TASK DIRECTIONS: Go to the line containing "Put a dot on each instance of the bare" in the records below. Repeat it and the lines after it exactly, all the way to the end.

DATASET ENTRIES:
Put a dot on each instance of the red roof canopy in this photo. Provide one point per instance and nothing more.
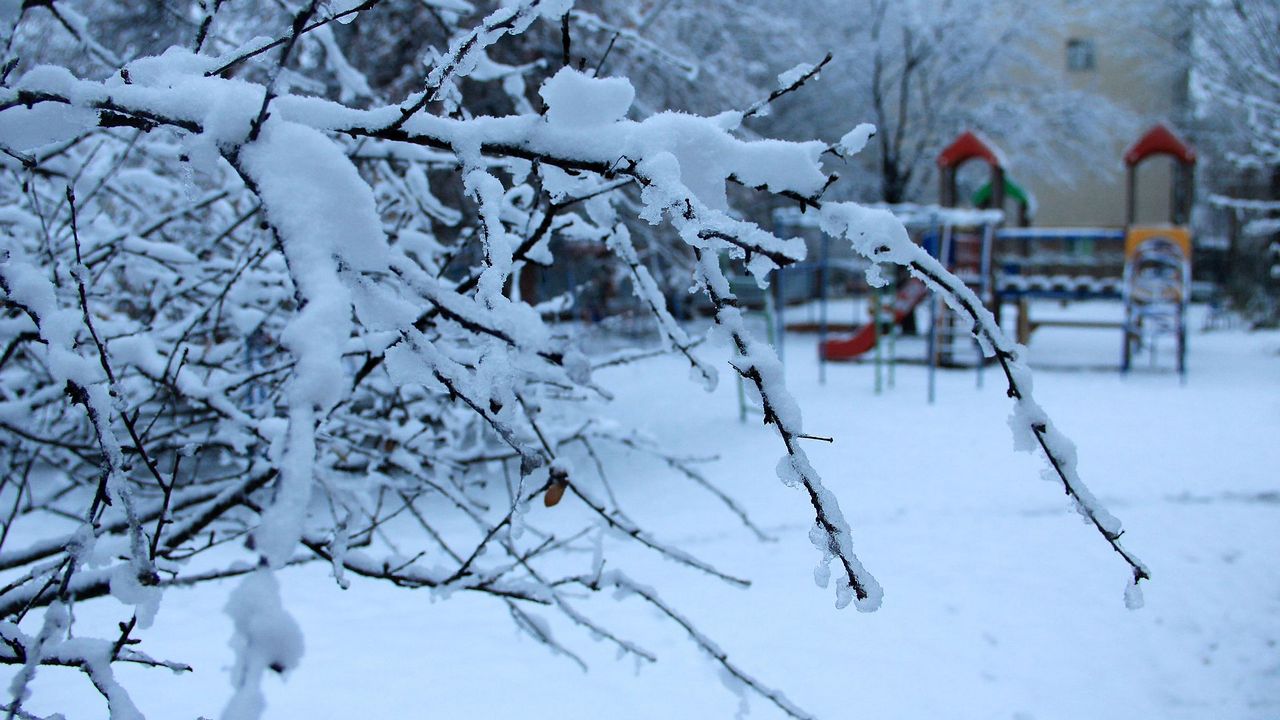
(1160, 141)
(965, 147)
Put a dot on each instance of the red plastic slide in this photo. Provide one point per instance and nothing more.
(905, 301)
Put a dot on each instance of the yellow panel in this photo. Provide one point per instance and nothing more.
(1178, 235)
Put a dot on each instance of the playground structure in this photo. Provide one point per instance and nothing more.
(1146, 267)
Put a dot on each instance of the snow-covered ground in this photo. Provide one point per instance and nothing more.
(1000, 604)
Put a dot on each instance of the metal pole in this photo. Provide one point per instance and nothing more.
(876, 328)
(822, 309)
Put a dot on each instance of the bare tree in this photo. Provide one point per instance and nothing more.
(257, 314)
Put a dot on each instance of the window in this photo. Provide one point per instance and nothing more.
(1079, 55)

ANSWER BELOW:
Put a dot on each instance of the bare tree in this photo. Provide one point per instance and nothing more.
(257, 314)
Put a dot on each instance of the window in this photo. Provide one point per instance and nothing more.
(1079, 55)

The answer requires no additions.